### PASSAGE TO READ ###
Expression or splicing quantitative trait loci (eQTL or sQTL) can be detected by differences in expression levels across a large sample of individuals with different genotypes. ASE detection is a robust and sensitive alternative approach to identify these regulatory SNVs through an imbalance in expression of both alleles within heterozygote individuals. Despite technical constraints enabling ASE detection, Ban et al. could interrogate 60 out of 110 MS-associated loci using 200 coding SNVs in linkage disequilibrium with the MS-associated variants from 112 flanking genes. At a Bonferroni-corrected significance threshold (p < 5 × 10−5), half of the investigated loci (29 out of 60) show significant ASE (56 coding variants implicating 43 flanking genes) corresponding to an average 50% increase in reads containing one allele (risk/protective) compared with the other allele. Many of the MS-associated SNVs alter the balance of alternate transcripts, although the targeted sequencing approach did not allow to formally distinguish eQTLs from sQTLs. Furthermore, 17 out of 56 significant ASE signals implicate a noncoding transcript. Of note, sQTLs as a group are enriched for association with MS, even when compared with eQTLs [3].
###
Please extend the passage on allele-specific expression at MS-associated loci, picking up right after its final sentence.
### RECORDED DATA ###
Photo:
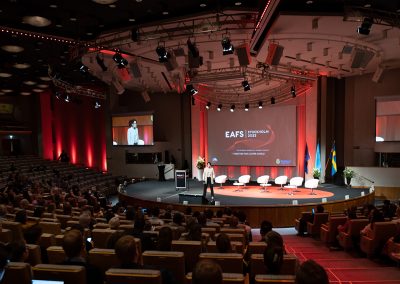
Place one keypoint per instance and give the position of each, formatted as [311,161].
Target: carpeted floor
[342,267]
[253,195]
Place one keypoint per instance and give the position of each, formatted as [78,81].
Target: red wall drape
[78,128]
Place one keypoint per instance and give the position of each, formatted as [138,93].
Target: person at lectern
[133,134]
[208,178]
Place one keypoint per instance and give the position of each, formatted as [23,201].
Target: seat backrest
[274,279]
[70,274]
[311,183]
[173,261]
[227,278]
[296,181]
[56,254]
[263,179]
[50,227]
[256,247]
[281,180]
[17,272]
[100,237]
[229,262]
[133,276]
[103,259]
[244,179]
[34,254]
[191,250]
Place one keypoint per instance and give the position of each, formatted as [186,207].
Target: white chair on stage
[242,181]
[263,182]
[281,180]
[220,179]
[312,183]
[294,183]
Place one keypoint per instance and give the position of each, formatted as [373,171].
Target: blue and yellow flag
[333,158]
[306,158]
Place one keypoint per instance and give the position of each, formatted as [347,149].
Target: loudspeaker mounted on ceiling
[243,54]
[275,52]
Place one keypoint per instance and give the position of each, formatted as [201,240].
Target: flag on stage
[318,158]
[306,158]
[333,158]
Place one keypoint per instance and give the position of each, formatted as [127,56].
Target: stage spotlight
[227,47]
[83,69]
[122,62]
[191,90]
[100,62]
[193,49]
[162,53]
[293,91]
[365,27]
[246,85]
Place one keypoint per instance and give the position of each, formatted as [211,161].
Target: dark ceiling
[72,24]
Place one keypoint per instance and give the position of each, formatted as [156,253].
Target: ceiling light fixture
[365,27]
[191,90]
[227,47]
[121,61]
[162,53]
[246,85]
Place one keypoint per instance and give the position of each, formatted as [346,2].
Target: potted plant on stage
[200,165]
[316,173]
[348,174]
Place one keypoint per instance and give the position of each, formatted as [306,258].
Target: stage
[228,195]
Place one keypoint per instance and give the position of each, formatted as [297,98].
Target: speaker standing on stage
[208,178]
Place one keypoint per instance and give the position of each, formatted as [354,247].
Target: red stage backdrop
[76,127]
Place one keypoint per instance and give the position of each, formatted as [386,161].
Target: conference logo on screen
[283,162]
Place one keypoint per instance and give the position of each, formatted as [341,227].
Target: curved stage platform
[274,204]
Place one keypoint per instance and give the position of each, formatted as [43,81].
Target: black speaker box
[192,198]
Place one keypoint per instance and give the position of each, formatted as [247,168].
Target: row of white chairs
[263,180]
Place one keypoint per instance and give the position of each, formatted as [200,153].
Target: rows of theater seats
[38,170]
[380,242]
[180,261]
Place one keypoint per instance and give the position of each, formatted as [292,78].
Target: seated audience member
[265,227]
[308,218]
[165,239]
[207,272]
[273,258]
[223,243]
[114,223]
[376,216]
[18,251]
[127,253]
[311,272]
[75,252]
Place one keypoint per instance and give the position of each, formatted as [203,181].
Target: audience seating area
[83,209]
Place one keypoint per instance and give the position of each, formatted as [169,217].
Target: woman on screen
[133,134]
[208,178]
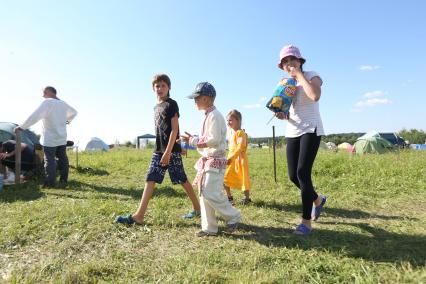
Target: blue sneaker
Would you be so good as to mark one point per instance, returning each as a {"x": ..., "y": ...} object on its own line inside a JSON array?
[
  {"x": 191, "y": 215},
  {"x": 316, "y": 211}
]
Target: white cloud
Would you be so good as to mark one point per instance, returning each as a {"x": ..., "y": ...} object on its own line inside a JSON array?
[
  {"x": 369, "y": 67},
  {"x": 372, "y": 102},
  {"x": 374, "y": 94},
  {"x": 259, "y": 103},
  {"x": 252, "y": 106}
]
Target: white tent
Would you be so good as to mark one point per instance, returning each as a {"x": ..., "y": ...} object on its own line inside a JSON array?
[{"x": 95, "y": 144}]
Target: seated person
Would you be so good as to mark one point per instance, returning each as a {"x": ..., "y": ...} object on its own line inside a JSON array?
[{"x": 7, "y": 155}]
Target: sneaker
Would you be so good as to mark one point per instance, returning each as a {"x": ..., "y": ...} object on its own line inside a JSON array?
[
  {"x": 125, "y": 219},
  {"x": 302, "y": 230},
  {"x": 245, "y": 201},
  {"x": 192, "y": 214},
  {"x": 230, "y": 228},
  {"x": 231, "y": 200},
  {"x": 202, "y": 233}
]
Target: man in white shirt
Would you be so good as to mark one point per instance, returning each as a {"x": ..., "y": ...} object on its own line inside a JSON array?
[{"x": 55, "y": 115}]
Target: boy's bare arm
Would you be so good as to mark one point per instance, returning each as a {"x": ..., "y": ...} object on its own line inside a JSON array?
[{"x": 172, "y": 140}]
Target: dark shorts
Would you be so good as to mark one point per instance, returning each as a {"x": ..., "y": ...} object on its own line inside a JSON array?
[{"x": 156, "y": 172}]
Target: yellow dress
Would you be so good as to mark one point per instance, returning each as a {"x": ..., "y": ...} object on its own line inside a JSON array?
[{"x": 237, "y": 173}]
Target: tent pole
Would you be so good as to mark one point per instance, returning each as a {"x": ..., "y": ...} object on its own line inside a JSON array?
[
  {"x": 18, "y": 158},
  {"x": 275, "y": 161}
]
###
WRITTEN ANSWER:
Different transcripts can have distinct regulatory properties and can be translated into stable protein isoforms with divergent structures and functions. Ban et al. detect ASE for MS risk variants known for transcript-specific regulation. TNFRSF1A, IL7R, and SP140 risk variants are compatible with increased exon exclusion, leading to more soluble decoy receptor lacking the transmembrane domain (TNFRSF1A, IL7R) or more protein with an in-frame 26 amino acid deletion (SP140). A CD40 variant shared between multiple autoimmune diseases influences alternative splicing, a mechanism part of cell activation and CD40 upregulation. The most prominent new finding in this study concerns an MS-associated variant on chromosome 20 with three flanking genes investigated. In both the screening (211 individuals) and replication cohort (189 individuals), ASE implicates the MS risk variant in transcript-specific regulation of one gene, LIME1 (Fig. 1). A strength of the study is the inclusion of both cases and controls, and the ASE effect appears more prominent in MS patients than healthy controls. It remains to be determined whether and how different LIME1 transcripts affect the known involvement of this gene in T-cell receptor signaling.

Fig. 1: Detection of allele-specific expression of LIME1.
figure 1

Gene structure with exons and introns for part of LIME1 (not on scale) and two coding variants in linkage disequilibrium with the MS-associated variant rs2256814. MS risk allele is associated with opposite effects for different transcripts, i.e., with reduced expression of transcripts containing rs2236510 and increased expression of transcripts containing rs914559.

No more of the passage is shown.